═══ Record extracts
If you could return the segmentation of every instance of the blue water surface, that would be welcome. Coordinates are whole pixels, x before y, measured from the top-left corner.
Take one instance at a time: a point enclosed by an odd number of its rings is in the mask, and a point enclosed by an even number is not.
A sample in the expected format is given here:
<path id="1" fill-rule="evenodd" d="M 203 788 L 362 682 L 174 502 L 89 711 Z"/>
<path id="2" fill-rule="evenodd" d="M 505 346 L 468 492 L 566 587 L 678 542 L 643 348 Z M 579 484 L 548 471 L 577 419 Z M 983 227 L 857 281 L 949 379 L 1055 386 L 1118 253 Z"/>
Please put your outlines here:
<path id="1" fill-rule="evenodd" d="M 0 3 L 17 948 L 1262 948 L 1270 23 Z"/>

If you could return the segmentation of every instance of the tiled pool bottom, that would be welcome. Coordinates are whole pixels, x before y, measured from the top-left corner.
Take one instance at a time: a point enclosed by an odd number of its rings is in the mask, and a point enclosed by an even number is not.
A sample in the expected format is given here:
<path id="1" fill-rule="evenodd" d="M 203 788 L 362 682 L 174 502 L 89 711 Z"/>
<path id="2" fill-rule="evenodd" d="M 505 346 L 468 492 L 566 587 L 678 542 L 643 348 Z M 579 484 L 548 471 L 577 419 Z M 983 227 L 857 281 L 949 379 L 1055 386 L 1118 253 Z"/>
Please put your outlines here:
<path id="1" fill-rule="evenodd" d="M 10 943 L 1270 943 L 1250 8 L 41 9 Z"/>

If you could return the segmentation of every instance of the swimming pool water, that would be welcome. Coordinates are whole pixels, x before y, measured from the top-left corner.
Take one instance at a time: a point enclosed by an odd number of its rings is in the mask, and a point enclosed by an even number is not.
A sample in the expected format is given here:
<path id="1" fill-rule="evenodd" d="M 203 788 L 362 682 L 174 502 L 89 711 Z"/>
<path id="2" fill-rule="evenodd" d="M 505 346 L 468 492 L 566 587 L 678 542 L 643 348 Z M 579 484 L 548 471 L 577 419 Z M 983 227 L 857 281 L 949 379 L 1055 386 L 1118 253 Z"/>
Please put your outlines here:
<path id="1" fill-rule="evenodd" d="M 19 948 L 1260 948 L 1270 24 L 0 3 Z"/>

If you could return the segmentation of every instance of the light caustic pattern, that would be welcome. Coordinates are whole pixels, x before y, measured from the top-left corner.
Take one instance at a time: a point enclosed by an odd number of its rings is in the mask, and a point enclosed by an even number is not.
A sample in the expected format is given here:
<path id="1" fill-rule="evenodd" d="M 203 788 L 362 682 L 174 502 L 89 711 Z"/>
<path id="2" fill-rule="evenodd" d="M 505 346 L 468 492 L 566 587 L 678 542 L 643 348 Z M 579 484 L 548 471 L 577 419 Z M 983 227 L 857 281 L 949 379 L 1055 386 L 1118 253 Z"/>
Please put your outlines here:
══════
• What is being asked: Return the listing above word for word.

• Result of this exercise:
If you could return the segmentation of every instance of the blue water surface, that would be welcome. Coordinates are whole pixels, x before y, measured from the top-left corner.
Take one instance at a time: a point enclosed by an odd number of its rings is in the mask, and a point enclosed by an even number is not.
A sample in the expected format is given here:
<path id="1" fill-rule="evenodd" d="M 203 788 L 362 682 L 174 502 L 89 711 Z"/>
<path id="2" fill-rule="evenodd" d="M 505 346 L 468 492 L 566 587 L 678 542 L 643 348 Z M 579 484 L 548 471 L 577 419 Z M 983 227 L 857 281 L 949 379 L 1055 386 L 1118 253 Z"/>
Please put your outlines here:
<path id="1" fill-rule="evenodd" d="M 0 3 L 17 948 L 1262 948 L 1270 23 Z"/>

If you could return the segmentation of every instance of the tiled pool bottom, that would be welcome. Coordinates are whole pixels, x before y, measured from the top-left corner.
Take one instance at a time: a point enclosed by an odd number of its rings is in the mask, and a point enclosed by an even number is not.
A sample in the expected format is given here:
<path id="1" fill-rule="evenodd" d="M 203 788 L 362 682 L 174 502 L 89 711 Z"/>
<path id="2" fill-rule="evenodd" d="M 505 346 L 468 492 L 566 587 L 678 542 L 643 348 Z M 579 484 L 548 471 L 577 419 Z M 983 227 L 857 281 L 949 379 L 1055 386 L 1118 253 Z"/>
Please put your outlines here:
<path id="1" fill-rule="evenodd" d="M 10 943 L 1270 943 L 1250 8 L 41 9 Z"/>

If you could return the segmentation of every instance of the swimming pool water, that would be welcome. Coordinates are whole pixels, x before y, measured from the top-left corner.
Take one instance at a time: a point enclosed by an odd number of its rings is in the mask, and a point enclosed by an even number is not.
A sample in the expected format is given here:
<path id="1" fill-rule="evenodd" d="M 203 788 L 362 682 L 174 502 L 89 711 Z"/>
<path id="2" fill-rule="evenodd" d="M 505 346 L 468 492 L 566 587 L 678 542 L 643 348 Z M 579 484 L 548 471 L 577 419 Z M 983 227 L 857 281 L 949 379 L 1055 386 L 1118 253 Z"/>
Please put your outlines here:
<path id="1" fill-rule="evenodd" d="M 19 948 L 1260 948 L 1270 24 L 0 3 Z"/>

If you could return the segmentation of every instance of the light caustic pattern, that would be welcome. Coordinates are whole pixels, x before y, measured from the top-left corner.
Take one instance at a time: a point enclosed by an odd number of its rings is in the mask, and a point enclosed by an even number is not.
A sample in the expected format is given here:
<path id="1" fill-rule="evenodd" d="M 203 788 L 362 682 L 174 502 L 89 711 Z"/>
<path id="2" fill-rule="evenodd" d="M 505 346 L 468 492 L 566 587 L 678 542 L 643 348 Z M 579 484 L 548 471 L 577 419 Z M 983 227 L 857 281 L 949 379 L 1055 386 L 1118 253 Z"/>
Please put your outlines here:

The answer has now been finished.